Required work: Below is a block of entries; repeat all of it exactly but omit the pictures.

(Point-per-instance localization data)
####################
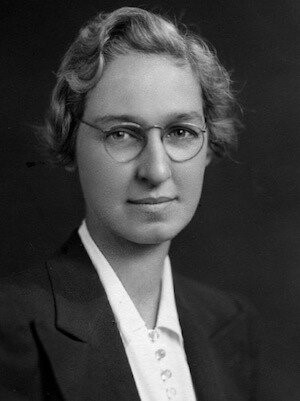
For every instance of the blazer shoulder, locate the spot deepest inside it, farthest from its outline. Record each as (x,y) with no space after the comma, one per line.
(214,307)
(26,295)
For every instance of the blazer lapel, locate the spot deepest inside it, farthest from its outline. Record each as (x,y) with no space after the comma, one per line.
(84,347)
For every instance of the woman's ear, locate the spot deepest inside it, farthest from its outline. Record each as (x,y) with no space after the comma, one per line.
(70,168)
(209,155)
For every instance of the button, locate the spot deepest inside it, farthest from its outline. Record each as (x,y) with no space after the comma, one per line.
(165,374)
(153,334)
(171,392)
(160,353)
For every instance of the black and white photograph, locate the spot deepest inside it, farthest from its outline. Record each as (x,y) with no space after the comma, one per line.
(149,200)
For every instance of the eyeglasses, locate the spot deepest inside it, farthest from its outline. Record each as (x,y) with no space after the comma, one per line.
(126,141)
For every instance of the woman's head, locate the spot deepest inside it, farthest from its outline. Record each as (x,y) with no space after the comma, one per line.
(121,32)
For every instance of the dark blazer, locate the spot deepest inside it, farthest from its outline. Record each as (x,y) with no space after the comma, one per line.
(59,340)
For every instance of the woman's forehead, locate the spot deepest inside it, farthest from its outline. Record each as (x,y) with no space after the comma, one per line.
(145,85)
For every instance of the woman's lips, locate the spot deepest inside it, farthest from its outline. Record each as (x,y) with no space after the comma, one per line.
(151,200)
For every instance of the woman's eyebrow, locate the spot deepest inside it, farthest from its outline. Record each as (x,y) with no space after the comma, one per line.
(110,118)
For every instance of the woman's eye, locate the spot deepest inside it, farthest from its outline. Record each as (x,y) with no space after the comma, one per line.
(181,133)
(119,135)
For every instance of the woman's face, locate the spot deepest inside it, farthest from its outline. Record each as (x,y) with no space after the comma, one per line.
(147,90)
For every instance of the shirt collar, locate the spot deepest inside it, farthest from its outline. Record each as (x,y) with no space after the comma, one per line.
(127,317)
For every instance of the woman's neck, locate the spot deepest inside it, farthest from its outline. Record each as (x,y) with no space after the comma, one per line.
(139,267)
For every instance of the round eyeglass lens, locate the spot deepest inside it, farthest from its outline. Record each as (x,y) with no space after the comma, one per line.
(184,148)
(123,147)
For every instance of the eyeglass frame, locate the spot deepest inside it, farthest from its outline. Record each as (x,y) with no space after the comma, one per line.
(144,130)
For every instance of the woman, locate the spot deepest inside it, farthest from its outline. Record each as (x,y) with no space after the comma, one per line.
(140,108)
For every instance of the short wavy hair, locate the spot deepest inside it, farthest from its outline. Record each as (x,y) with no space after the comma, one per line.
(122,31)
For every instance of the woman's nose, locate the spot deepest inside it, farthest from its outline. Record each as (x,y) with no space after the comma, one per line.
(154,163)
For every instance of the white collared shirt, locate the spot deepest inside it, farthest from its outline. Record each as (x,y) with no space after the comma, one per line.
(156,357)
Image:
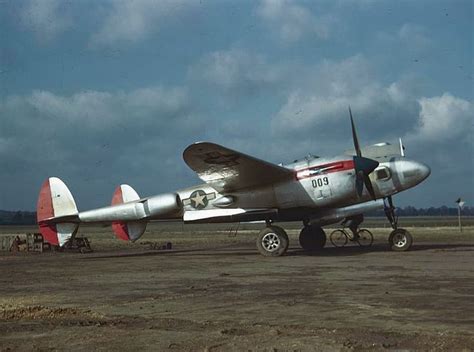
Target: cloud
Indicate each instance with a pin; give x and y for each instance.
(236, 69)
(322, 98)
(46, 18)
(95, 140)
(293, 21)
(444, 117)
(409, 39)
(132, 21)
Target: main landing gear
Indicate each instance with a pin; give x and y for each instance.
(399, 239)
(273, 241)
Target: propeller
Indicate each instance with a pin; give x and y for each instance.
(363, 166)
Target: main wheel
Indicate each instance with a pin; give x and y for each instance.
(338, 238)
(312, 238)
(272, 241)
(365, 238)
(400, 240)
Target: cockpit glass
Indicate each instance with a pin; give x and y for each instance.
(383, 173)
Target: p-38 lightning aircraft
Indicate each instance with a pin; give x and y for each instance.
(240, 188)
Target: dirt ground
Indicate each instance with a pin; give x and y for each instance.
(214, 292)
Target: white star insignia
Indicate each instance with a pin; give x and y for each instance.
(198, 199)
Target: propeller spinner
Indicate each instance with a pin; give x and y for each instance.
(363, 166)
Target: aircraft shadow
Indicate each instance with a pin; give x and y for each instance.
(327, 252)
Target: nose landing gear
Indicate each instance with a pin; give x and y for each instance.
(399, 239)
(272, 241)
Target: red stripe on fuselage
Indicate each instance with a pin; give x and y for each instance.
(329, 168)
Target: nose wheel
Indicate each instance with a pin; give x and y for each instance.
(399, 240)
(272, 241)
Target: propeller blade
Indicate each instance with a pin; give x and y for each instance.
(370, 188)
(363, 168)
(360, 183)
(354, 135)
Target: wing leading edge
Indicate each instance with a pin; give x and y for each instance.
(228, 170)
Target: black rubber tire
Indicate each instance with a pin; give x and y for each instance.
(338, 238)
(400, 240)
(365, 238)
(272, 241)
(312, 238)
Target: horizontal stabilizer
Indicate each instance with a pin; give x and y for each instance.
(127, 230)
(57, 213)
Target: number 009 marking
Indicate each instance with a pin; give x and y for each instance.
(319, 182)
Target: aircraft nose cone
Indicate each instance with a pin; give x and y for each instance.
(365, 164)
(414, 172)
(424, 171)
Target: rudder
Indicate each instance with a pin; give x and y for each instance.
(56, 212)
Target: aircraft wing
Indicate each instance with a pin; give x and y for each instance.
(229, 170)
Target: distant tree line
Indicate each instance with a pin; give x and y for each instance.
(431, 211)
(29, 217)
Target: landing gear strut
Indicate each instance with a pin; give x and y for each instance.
####################
Expected answer:
For every instance of the blazer shoulder, locate the spot deepest inside it, farthest from its outline. Record each as (x,y) with no space after the comma, one per line.
(214,307)
(26,295)
For every instance of the blazer lapel, locate the spot deepest inside it, farthest from its outline. Record each as (x,y) with no space after the comma, one per line.
(84,347)
For every instance of the woman's ear, locate the spot deepest inside it, farthest from its outline. Record each as (x,y) with no space after the comma, one per line.
(70,168)
(209,155)
For every instance of the button, locate the spot deepest inside it, farthest from its outline. Record each as (x,y) with no space after the comma, one per line.
(165,374)
(153,334)
(171,392)
(160,353)
For every instance of the black and white photograph, locate the spot deepest inside it, farthest from its outline. Record each as (x,y) with no space after the comma, one per line.
(149,200)
For every instance of the eyeglasses, locate the spot deepest inside it, farthest from its outline. Record each as (x,y) with no space after the comma, one per line.
(126,141)
For every instance of the woman's head, locate the spot deepest inside it, farthest from its outline. Record each as (x,y) with no space after the comma, one per line.
(121,32)
For every instance of the dark blazer, locate the spot deepest inside it, farthest from its outline. Record each as (x,y) with no space after the comma, one per line.
(59,340)
For every instance of the woman's forehead, locate the spot deepest inside it, farthest from its outline. Record each as (x,y) with no space after the comma, one per line.
(145,85)
For every instance of the woman's lips, locate the spot deepest inside it, farthest from its outline. Record each as (x,y) with no space after the comma, one per line.
(151,200)
For every instance of the woman's eyebrow, locate the spot deepest inside it, farthest from its outline. Record each as (x,y) with no space after the comma, one per line.
(110,118)
For every instance of the woman's eye, locate the spot deepest inside it, farthest from its outline. Record each as (x,y) with no space after the comma, one per line.
(181,133)
(119,135)
For every instance of the woman's face, locate the spot deepest inside it, farthest from its outline. Record each as (x,y) with no space after the comma, one per line.
(147,90)
For every instance of the shirt collar, locate the spot deepest inside it, farthest from its outline. Record each as (x,y) with no space after the comma, one per line.
(127,317)
For every instance of the woman's neck, locate the spot deepest inside it, farthest from its outline. Record each as (x,y) with no space after the comma, one per line.
(139,267)
For every instance of the round eyeglass lens, locate the spot deepest inside it, farthest from its outline. Record each as (x,y) with no space after the comma, one per line.
(184,148)
(123,147)
For every instance of the eyeglass frame, locate the spot deepest inside it, farthest from its outline. Record each as (x,y) with no space after the comma, one per line.
(144,130)
For every instance of the woman, locate the spot deepest inside it, farthest from its outline. Record each as (x,y) with no space after the comma, one per line.
(140,108)
For every instance of the short wavy hair, locate the spot deepest inside it, farthest from its outline. Record each as (x,y) with no space after the comma, one per line.
(122,31)
For every instance of the woman's nose, locate the spot deepest inside it, farthest from its outline. Record each as (x,y) with no space after the comma, one per line.
(154,163)
For every instance of the white collared shirt, locate the spot deepest inside it, farthest from its outline. Record each as (x,y) with no space after the comma, one per line.
(156,357)
Image:
Target: cloud
Indicate each instance with a pin; give x and y for each instance.
(236, 69)
(322, 98)
(46, 18)
(95, 140)
(293, 21)
(444, 117)
(409, 39)
(132, 21)
Target: main landing gear
Indicate each instance with a pin; give x and y for each instance.
(399, 239)
(273, 241)
Target: propeller
Indicate each instance with a pin; give x and y for each instance.
(363, 166)
Target: main wheel
Indicate each instance with a pin; give x and y for each instance.
(338, 238)
(312, 238)
(272, 241)
(365, 238)
(400, 240)
Target: cockpit glass
Indicate each instance with a pin; give x and y for each instance.
(383, 173)
Target: p-38 lightning aircraft
Indicate each instance with a pin; give x and y for each instance.
(240, 188)
Target: dirt ground
Indicate each instance with a pin; give x and y for each instance.
(214, 292)
Target: white star insignia
Indicate each instance with a pin; give x and y for each instance.
(198, 199)
Target: propeller spinner
Indicate each instance with a pin; give x and y for each instance.
(363, 166)
Target: aircraft shadow
Indicate each instance with a pin; give x and y for each instance.
(327, 252)
Target: nose landing gear
Indicate each instance with a pin; give x and y for each instance.
(399, 239)
(272, 241)
Target: red stripe on fuselage
Indicate each instance with a pin; give x and y for each instance.
(329, 168)
Target: nose wheel
Indicate each instance with a pin; give x and y for each instance.
(399, 240)
(272, 241)
Target: propeller blade
Indicate each instance with a pin; give x and y for each instance.
(370, 188)
(363, 168)
(360, 183)
(354, 135)
Target: wing leading edge
Indicate each instance with a pin; give x and y for each instance.
(228, 170)
Target: black rubber tire
Indicate each instance with a pin; give x and y for each instance.
(338, 238)
(400, 240)
(365, 238)
(272, 241)
(312, 238)
Target: horizontal stabilizer
Indicate each instance with a pin; give x and y for each instance.
(127, 230)
(57, 213)
Target: number 009 marking
Indicate each instance with a pin; give x and y for each instance.
(319, 182)
Target: aircraft nose cone
Indicate each instance with a pin; give x and y for each instance.
(365, 164)
(414, 172)
(424, 171)
Target: rudder
Indicate each instance with a pin; give x and y for each instance.
(56, 212)
Target: aircraft wing
Indicate each instance with a pin; give x and y for each instance.
(229, 170)
Target: distant tree line
Indicate each instance with a pin; give x and y for each instance.
(431, 211)
(29, 217)
Target: landing gear strut
Indicate each instance with a pin; give x and y for each instance.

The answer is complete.